___ Excerpt provided ___

Emptiness

February 11th, 2014by Agion

I really don’t know what to do anymore.

Some call it a phase of life, others just a small crisis.

But I don’t know and I actually dont care.

I feel empty. Nothing excites me. I don’t have goals and no matter how much I search, I just feel that I will be put down.

Everything I do is put down. I got support, but what does that count? They wont be there forever.

I wonder, why was I born? I feel empty. Don’t feel joy actually and just waste my life.

I tried many times to kill myself, stabbing, hanging, drowning and even throw myself infront of a train or car.

I always hesitated.

The meaning of Life means to live it. But if my life keeps being empty, i wonder…

Why was I given life?

I am tired of it.

Tired of living a meaningless life where every day feels empty no matter how good it can be.

The void always is there.

___ Provided data ___

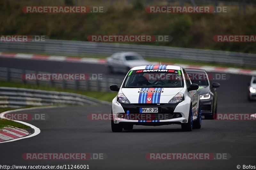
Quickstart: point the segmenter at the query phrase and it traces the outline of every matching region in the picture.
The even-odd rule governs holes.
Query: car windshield
[[[130,71],[124,88],[179,88],[184,87],[180,70],[153,69]]]
[[[209,85],[208,78],[206,73],[186,71],[192,84],[196,84],[199,86]]]
[[[139,55],[126,55],[125,60],[143,60],[143,58]]]

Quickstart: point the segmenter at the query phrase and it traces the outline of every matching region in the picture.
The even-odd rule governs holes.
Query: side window
[[[189,77],[188,75],[188,73],[187,73],[186,71],[184,69],[183,69],[183,72],[184,73],[184,76],[185,77],[185,81],[186,82],[186,85],[187,87],[188,87],[190,86],[191,84],[191,82],[189,79]]]

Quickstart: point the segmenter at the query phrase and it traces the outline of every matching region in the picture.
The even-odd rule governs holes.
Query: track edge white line
[[[9,113],[13,111],[16,112],[19,111],[32,110],[33,109],[45,109],[46,108],[51,108],[60,107],[63,107],[65,106],[48,106],[34,107],[30,108],[19,109],[15,109],[15,110],[7,110],[7,111],[5,111],[2,113],[0,113],[0,118],[4,118],[7,120],[12,120],[12,121],[13,121],[16,122],[18,122],[18,123],[20,123],[21,124],[25,124],[25,125],[26,125],[27,126],[29,126],[31,128],[35,130],[35,132],[32,134],[31,134],[30,135],[28,135],[24,136],[24,137],[21,137],[21,138],[16,138],[15,139],[11,139],[8,140],[7,140],[6,141],[4,141],[3,142],[0,142],[0,144],[2,144],[3,143],[6,143],[7,142],[13,142],[14,141],[16,141],[17,140],[21,140],[21,139],[26,139],[27,138],[31,138],[31,137],[33,137],[34,136],[36,136],[37,135],[40,133],[40,132],[41,132],[41,131],[40,130],[40,129],[39,129],[38,127],[36,127],[36,126],[34,126],[34,125],[33,125],[32,124],[31,124],[27,123],[27,122],[22,122],[22,121],[11,120],[10,119],[6,118],[6,117],[4,117],[4,115],[5,115],[5,114],[7,114],[7,113]]]

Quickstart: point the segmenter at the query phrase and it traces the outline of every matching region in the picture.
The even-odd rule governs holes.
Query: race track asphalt
[[[0,67],[59,73],[107,71],[103,65],[7,59],[0,59]],[[229,75],[228,80],[216,81],[221,84],[217,89],[218,113],[256,113],[256,102],[247,99],[247,84],[251,76]],[[27,121],[40,129],[38,135],[0,145],[0,165],[88,164],[92,170],[237,169],[238,165],[241,169],[243,165],[256,166],[255,121],[203,120],[201,128],[192,132],[182,132],[180,125],[171,125],[135,126],[132,131],[114,133],[109,121],[92,121],[87,117],[90,113],[111,111],[110,107],[104,105],[26,111],[45,114],[49,118]],[[24,160],[21,155],[27,152],[104,153],[108,158],[103,160]],[[152,160],[145,158],[149,152],[224,153],[231,157],[221,160]]]

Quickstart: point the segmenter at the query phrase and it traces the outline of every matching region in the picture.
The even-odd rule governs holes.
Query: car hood
[[[146,60],[131,60],[126,61],[126,63],[131,67],[144,65],[149,65],[151,64],[150,62]]]
[[[210,92],[209,86],[199,86],[197,92],[199,95],[209,93]]]
[[[183,88],[124,88],[121,91],[131,103],[168,103]]]

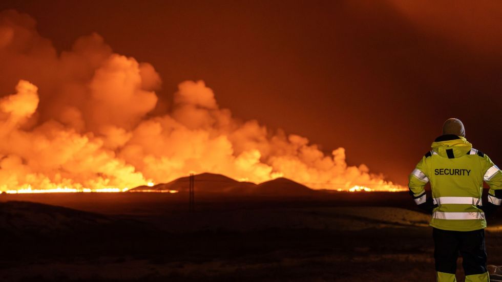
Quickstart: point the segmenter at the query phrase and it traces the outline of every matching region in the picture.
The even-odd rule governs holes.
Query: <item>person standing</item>
[[[472,148],[460,120],[450,118],[410,174],[410,194],[419,207],[432,214],[437,281],[456,279],[458,252],[466,281],[488,281],[485,246],[486,218],[502,204],[502,171],[486,154]],[[483,182],[490,186],[482,203]],[[429,182],[432,197],[424,187]]]

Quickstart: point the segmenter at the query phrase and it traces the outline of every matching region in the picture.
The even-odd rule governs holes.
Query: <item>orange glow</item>
[[[0,30],[14,33],[0,55],[18,71],[15,91],[0,93],[4,192],[120,192],[195,171],[254,183],[284,177],[314,189],[406,190],[347,164],[344,148],[326,153],[306,137],[235,118],[202,80],[181,82],[169,109],[155,112],[162,81],[153,66],[114,53],[96,34],[57,52],[37,44],[50,40],[25,17],[0,17],[8,18]]]

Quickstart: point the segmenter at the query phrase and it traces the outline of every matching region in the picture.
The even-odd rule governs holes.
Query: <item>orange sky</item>
[[[180,82],[203,79],[235,116],[343,147],[349,164],[398,183],[449,117],[502,162],[499,2],[18,2],[0,9],[30,14],[60,51],[96,32],[151,63],[157,113]]]

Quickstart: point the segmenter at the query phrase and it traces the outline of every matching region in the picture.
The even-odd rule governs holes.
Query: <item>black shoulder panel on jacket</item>
[[[495,190],[495,197],[498,199],[502,199],[502,190],[498,189]]]

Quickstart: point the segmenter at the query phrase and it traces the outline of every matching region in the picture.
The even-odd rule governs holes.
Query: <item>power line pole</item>
[[[195,176],[194,173],[190,173],[190,184],[189,187],[190,191],[190,211],[194,211],[195,210],[195,192],[194,188],[195,186]]]

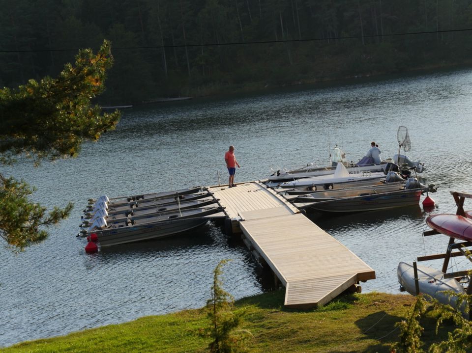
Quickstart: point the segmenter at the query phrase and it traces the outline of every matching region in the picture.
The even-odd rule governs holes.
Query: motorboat
[[[459,302],[459,297],[463,295],[472,295],[472,275],[469,270],[456,271],[446,273],[449,268],[450,259],[456,256],[465,256],[472,262],[469,256],[472,244],[472,219],[469,217],[470,212],[466,212],[463,205],[466,198],[472,198],[472,194],[451,191],[457,206],[456,214],[439,214],[428,216],[426,223],[431,230],[423,232],[424,236],[442,234],[449,237],[445,251],[442,254],[425,255],[417,261],[428,261],[443,259],[441,271],[430,267],[416,266],[400,262],[397,270],[397,276],[403,289],[416,296],[419,293],[427,295],[426,298],[434,298],[440,302],[451,305],[462,312],[463,316],[470,317],[471,308],[465,301]]]
[[[145,209],[132,209],[119,213],[109,213],[106,210],[99,210],[90,218],[84,219],[82,226],[86,227],[90,226],[95,220],[99,217],[103,217],[108,223],[110,223],[126,219],[139,219],[176,212],[181,213],[182,212],[185,212],[189,210],[210,206],[217,202],[217,199],[211,197],[182,203],[176,202],[164,205],[164,207],[158,205]]]
[[[457,280],[454,278],[445,278],[444,273],[442,271],[419,265],[416,267],[418,274],[416,280],[413,265],[400,262],[397,268],[398,282],[410,294],[416,295],[415,280],[418,282],[420,293],[426,294],[428,297],[453,307],[457,304],[457,297],[451,294],[466,294],[466,290]],[[461,304],[459,310],[463,313],[466,312],[465,302]]]
[[[303,178],[290,182],[277,183],[273,187],[282,189],[306,190],[310,191],[330,190],[354,186],[372,185],[385,180],[383,172],[364,172],[350,174],[344,165],[338,163],[333,174]],[[268,185],[268,186],[270,186]]]
[[[313,203],[328,200],[334,200],[346,197],[354,197],[358,196],[366,196],[371,194],[397,191],[403,190],[405,182],[385,183],[375,185],[354,188],[347,188],[343,189],[335,189],[318,191],[302,195],[296,195],[292,199],[295,202]]]
[[[273,171],[272,175],[267,178],[266,183],[278,183],[295,180],[302,178],[310,178],[334,174],[336,166],[339,163],[346,167],[348,172],[359,174],[363,172],[381,172],[384,170],[386,162],[383,164],[373,163],[358,165],[353,162],[348,162],[346,155],[341,147],[335,146],[332,155],[330,155],[331,163],[326,166],[319,166],[313,163],[291,170],[286,168]]]
[[[199,186],[173,191],[140,194],[127,196],[118,196],[111,199],[109,198],[106,195],[102,195],[97,199],[88,199],[88,208],[94,208],[101,203],[105,203],[108,206],[108,208],[111,208],[112,207],[118,207],[130,203],[141,203],[149,201],[156,201],[162,199],[180,197],[188,194],[194,194],[199,192],[202,190],[203,189],[202,187]]]
[[[143,210],[154,207],[164,207],[168,205],[183,204],[189,201],[208,197],[211,194],[207,191],[204,192],[190,193],[171,196],[167,198],[147,199],[145,201],[130,201],[119,205],[109,204],[106,202],[96,203],[93,207],[89,207],[84,210],[86,217],[91,218],[99,210],[106,210],[109,214],[121,213],[132,210]],[[90,205],[89,205],[89,206]]]
[[[322,201],[312,204],[303,204],[299,208],[308,208],[323,212],[350,213],[384,210],[395,207],[417,205],[425,190],[403,189],[387,192],[371,193],[351,197]]]
[[[288,170],[287,168],[272,170],[272,174],[269,176],[266,183],[268,186],[273,187],[275,184],[284,182],[289,182],[303,178],[311,178],[322,175],[334,174],[338,163],[342,163],[350,174],[359,174],[366,172],[388,171],[389,165],[392,163],[401,166],[402,168],[414,167],[416,173],[422,173],[425,169],[424,163],[421,161],[413,162],[407,156],[399,153],[395,154],[393,158],[382,161],[380,164],[376,164],[372,161],[361,159],[354,163],[349,162],[346,158],[346,154],[341,147],[335,146],[333,153],[330,155],[331,163],[329,165],[319,166],[313,163],[307,164],[296,169]]]
[[[100,217],[94,221],[82,236],[94,234],[100,246],[168,237],[205,224],[211,217],[222,212],[223,208],[198,208],[139,219],[128,219],[109,224]]]

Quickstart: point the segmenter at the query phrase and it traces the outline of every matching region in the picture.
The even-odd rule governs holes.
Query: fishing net
[[[411,149],[412,140],[410,139],[410,135],[408,135],[408,129],[405,126],[399,126],[397,132],[397,139],[398,140],[398,145],[400,147],[403,147],[403,150],[407,152]]]

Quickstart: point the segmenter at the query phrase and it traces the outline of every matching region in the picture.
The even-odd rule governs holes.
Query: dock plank
[[[359,281],[375,278],[362,260],[293,204],[257,182],[209,187],[225,213],[286,287],[285,305],[323,305]]]

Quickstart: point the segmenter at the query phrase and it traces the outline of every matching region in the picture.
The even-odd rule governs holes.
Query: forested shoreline
[[[472,62],[472,0],[0,1],[0,86],[107,39],[104,104]]]

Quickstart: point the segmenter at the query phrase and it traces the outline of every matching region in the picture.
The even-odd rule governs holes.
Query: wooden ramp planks
[[[285,286],[288,306],[323,305],[354,283],[375,278],[370,267],[301,214],[243,220],[240,226]]]
[[[375,278],[346,246],[260,183],[208,190],[225,207],[233,231],[244,233],[244,243],[285,286],[286,306],[321,306],[354,283]]]
[[[291,215],[299,212],[298,209],[271,189],[258,182],[237,184],[234,188],[227,186],[208,188],[214,197],[220,200],[230,219],[240,219],[242,213],[280,208],[277,214]],[[265,211],[268,212],[268,211]],[[267,214],[268,214],[268,213]]]

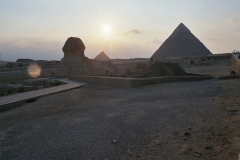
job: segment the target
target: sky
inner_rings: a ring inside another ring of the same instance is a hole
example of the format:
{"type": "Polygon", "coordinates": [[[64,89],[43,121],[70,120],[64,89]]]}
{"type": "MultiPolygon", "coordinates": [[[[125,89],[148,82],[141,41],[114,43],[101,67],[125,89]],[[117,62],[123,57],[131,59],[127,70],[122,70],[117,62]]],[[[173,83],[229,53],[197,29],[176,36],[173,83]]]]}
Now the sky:
{"type": "Polygon", "coordinates": [[[85,56],[149,58],[183,23],[213,53],[240,51],[239,0],[0,0],[0,52],[61,60],[68,37],[85,56]]]}

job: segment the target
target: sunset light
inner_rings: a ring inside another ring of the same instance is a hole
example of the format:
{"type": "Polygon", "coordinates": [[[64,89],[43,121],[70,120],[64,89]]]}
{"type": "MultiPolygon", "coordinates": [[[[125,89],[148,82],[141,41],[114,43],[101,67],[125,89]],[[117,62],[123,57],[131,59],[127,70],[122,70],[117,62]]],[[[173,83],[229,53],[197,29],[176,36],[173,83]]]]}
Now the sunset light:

___

[Task statement] Copy out the whole "Emptiness" post word for word, from its title down to its last line.

[Correct result]
Emptiness

February 11th, 2014by Agion

I really don’t know what to do anymore.

Some call it a phase of life, others just a small crisis.

But I don’t know and I actually dont care.

I feel empty. Nothing excites me. I don’t have goals and no matter how much I search, I just feel that I will be put down.

Everything I do is put down. I got support, but what does that count? They wont be there forever.

I wonder, why was I born? I feel empty. Don’t feel joy actually and just waste my life.

I tried many times to kill myself, stabbing, hanging, drowning and even throw myself infront of a train or car.

I always hesitated.

The meaning of Life means to live it. But if my life keeps being empty, i wonder…

Why was I given life?

I am tired of it.

Tired of living a meaningless life where every day feels empty no matter how good it can be.

The void always is there.